Der nächste Punkt ist der Klimaschutz. Wir haben in unserem Entwurf die Möglichkeit vorgesehen, dass von den Kommunen auch örtliche Solarsatzungen - wie in Marburg - erlassen werden können, die es ermöglichen, eine Pflicht zur Nutzung von Solarenergie in Baugebieten vorzuschreiben.

Ebenso hielten wir es für sehr sinnvoll, wenn in Niedersachsen die Pflicht zum Anschluss an Blockheizkraftwerke, an diese hocheffiziente Art der Energiegewinnung, möglich wäre.

(Beifall bei den GRÜNEN)

Die dritte klimapolitische Leerstelle in Ihrem Gesetzentwurf ist, dass eine Regelung zu den Kleinwindanlagen fehlt. Es gibt vor Ort in vielen Kommunen erhebliche Verunsicherungen, weil nicht klar ist, was eigentlich eine Kleinwindanlage ist, wie groß sie maximal sein darf, in welcher Art und Weise und wo sie genehmigt werden darf und wo nicht. Hier hätte das Land wirklich einmal die Möglichkeit gehabt, eine Vorgabe zu machen, um die Kommunen bei dieser Aufgabe zu unterstützen.

**ERFASSTE ANGABEN**
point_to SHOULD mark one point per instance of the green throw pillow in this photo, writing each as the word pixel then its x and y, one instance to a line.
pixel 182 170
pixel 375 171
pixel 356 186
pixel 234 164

**AUFGABENSTELLUNG**
Schreiben Sie aus dem Textabschnitt die Passage von „Ebenso hielten wir“ bis „Aufgabe zu unterstützen.“ wortgetreu ab. Die Auflistung steht in keinem Zusammenhang mit dem Textabschnitt.

**ANTWORTFELD**
Ebenso hielten wir es für sehr sinnvoll, wenn in Niedersachsen die Pflicht zum Anschluss an Blockheizkraftwerke, an diese hocheffiziente Art der Energiegewinnung, möglich wäre.

(Beifall bei den GRÜNEN)

Die dritte klimapolitische Leerstelle in Ihrem Gesetzentwurf ist, dass eine Regelung zu den Kleinwindanlagen fehlt. Es gibt vor Ort in vielen Kommunen erhebliche Verunsicherungen, weil nicht klar ist, was eigentlich eine Kleinwindanlage ist, wie groß sie maximal sein darf, in welcher Art und Weise und wo sie genehmigt werden darf und wo nicht. Hier hätte das Land wirklich einmal die Möglichkeit gehabt, eine Vorgabe zu machen, um die Kommunen bei dieser Aufgabe zu unterstützen.